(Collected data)

● ● ● ● ●

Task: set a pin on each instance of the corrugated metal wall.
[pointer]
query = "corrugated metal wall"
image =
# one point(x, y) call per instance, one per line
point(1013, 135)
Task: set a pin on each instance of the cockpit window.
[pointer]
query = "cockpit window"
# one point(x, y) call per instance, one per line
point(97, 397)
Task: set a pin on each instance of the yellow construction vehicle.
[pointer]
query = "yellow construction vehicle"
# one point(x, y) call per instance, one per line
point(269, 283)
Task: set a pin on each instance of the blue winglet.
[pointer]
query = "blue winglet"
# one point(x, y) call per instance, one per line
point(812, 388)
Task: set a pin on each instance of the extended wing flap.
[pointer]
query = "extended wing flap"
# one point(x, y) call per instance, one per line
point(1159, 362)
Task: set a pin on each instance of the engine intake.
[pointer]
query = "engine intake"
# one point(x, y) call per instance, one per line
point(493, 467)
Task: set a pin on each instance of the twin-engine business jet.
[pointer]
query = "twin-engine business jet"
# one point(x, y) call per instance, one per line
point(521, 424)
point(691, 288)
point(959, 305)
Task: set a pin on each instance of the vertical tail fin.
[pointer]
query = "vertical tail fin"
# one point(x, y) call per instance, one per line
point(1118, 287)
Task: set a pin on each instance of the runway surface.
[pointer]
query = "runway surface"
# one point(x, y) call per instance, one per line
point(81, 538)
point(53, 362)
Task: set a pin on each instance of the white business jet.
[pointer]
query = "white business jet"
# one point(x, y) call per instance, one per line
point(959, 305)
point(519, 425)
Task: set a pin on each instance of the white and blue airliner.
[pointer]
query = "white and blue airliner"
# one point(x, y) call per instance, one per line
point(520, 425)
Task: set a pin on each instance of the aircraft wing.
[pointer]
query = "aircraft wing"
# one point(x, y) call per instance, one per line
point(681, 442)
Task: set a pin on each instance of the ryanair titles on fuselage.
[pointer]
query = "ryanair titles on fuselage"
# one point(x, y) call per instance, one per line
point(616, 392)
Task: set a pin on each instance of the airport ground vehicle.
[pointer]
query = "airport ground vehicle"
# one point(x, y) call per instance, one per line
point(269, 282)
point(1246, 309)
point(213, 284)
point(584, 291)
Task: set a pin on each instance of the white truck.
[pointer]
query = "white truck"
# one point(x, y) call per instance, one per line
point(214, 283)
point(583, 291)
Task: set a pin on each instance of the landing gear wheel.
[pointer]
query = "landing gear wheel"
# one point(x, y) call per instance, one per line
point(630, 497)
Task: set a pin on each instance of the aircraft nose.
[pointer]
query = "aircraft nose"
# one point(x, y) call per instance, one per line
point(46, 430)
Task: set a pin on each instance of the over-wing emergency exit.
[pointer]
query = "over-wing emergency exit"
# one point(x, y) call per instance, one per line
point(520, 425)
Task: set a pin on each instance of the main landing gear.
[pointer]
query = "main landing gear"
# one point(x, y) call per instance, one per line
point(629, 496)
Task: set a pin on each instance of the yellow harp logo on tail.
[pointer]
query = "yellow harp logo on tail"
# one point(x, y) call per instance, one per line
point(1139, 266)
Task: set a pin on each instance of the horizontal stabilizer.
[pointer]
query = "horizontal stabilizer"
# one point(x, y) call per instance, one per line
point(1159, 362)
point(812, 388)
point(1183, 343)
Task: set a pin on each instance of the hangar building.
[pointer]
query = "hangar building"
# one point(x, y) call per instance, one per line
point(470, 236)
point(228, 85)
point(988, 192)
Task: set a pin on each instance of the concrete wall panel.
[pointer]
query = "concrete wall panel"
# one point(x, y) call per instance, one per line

● ● ● ● ●

## To do
From the line with "Task: set a pin on each instance of the yellow harp" to the last line of the material, give every line again exactly, and only those lines.

## Result
Task: set a pin on each instance of the yellow harp logo on tail.
[pointer]
query = "yellow harp logo on tail"
# one point(x, y) call per instance, one per line
point(1139, 266)
Task: set a pin on each instance of the horizontal stabilizer.
[pointer]
query = "horizontal stabilizer"
# one point(x, y) call per instance, one per line
point(1159, 362)
point(812, 388)
point(1183, 343)
Task: set a pin on each instance of the hangar building.
[pointer]
query = "hangar building"
# one point(x, y) call per instance, one per line
point(470, 236)
point(228, 85)
point(988, 192)
Task: set a pin on each instance of the concrete wall panel.
[pointer]
query = "concrete wall panel"
# one point(x, y) call per instance, one per line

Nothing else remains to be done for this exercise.